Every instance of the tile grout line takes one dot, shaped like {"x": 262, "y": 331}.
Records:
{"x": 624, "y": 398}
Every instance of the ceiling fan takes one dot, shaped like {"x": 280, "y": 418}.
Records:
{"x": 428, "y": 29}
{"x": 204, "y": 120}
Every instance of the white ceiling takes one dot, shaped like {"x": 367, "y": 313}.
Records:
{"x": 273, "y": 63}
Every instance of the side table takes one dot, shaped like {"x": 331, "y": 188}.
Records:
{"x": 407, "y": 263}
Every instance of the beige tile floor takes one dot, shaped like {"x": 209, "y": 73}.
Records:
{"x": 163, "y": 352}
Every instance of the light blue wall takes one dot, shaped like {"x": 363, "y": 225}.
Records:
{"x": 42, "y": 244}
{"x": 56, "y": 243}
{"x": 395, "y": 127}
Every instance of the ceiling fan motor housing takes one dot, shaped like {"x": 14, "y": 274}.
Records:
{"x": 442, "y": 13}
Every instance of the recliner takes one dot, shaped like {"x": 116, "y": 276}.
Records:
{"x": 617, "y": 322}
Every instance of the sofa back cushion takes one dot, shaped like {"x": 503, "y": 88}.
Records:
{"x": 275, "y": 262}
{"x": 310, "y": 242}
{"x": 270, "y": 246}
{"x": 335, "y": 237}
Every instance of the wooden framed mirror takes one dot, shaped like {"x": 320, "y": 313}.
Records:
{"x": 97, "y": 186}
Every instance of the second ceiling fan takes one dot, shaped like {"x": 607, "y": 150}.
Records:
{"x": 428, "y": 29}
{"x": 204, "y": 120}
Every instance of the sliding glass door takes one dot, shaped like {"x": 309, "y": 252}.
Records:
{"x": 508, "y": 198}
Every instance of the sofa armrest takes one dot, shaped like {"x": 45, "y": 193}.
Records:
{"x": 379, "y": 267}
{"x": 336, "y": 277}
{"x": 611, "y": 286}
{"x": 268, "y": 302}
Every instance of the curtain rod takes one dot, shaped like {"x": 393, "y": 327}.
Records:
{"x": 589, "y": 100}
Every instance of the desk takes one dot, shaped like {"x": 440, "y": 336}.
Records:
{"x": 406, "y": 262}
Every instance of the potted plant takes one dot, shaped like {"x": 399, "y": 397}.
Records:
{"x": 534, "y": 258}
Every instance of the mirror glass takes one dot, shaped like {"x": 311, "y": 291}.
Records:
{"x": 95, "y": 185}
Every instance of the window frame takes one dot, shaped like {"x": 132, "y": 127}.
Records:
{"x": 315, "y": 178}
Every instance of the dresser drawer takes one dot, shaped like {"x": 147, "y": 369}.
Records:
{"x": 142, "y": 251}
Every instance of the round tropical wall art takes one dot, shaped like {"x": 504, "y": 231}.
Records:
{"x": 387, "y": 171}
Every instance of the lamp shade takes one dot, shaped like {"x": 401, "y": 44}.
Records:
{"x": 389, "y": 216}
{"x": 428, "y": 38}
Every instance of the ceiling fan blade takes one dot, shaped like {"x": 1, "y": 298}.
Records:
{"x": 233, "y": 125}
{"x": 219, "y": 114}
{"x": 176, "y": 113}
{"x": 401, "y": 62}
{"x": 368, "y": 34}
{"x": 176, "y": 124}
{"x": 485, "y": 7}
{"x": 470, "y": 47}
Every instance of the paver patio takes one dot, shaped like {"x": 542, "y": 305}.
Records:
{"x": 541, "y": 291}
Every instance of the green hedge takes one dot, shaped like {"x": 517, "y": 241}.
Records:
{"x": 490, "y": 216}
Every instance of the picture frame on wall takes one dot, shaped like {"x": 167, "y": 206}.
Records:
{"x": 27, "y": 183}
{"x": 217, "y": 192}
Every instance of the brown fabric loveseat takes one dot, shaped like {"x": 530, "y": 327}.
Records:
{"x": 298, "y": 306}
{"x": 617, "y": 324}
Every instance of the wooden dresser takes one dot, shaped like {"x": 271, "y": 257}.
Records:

=-=-=

▶ _TO DO_
Find the string "glass" in the listing and return every line that holds it.

▶ _WRITTEN RESPONSE_
Every instance of the sliding glass door takes one dot, shaped like {"x": 309, "y": 252}.
Every instance of the mirror glass takes one dot, shaped like {"x": 311, "y": 291}.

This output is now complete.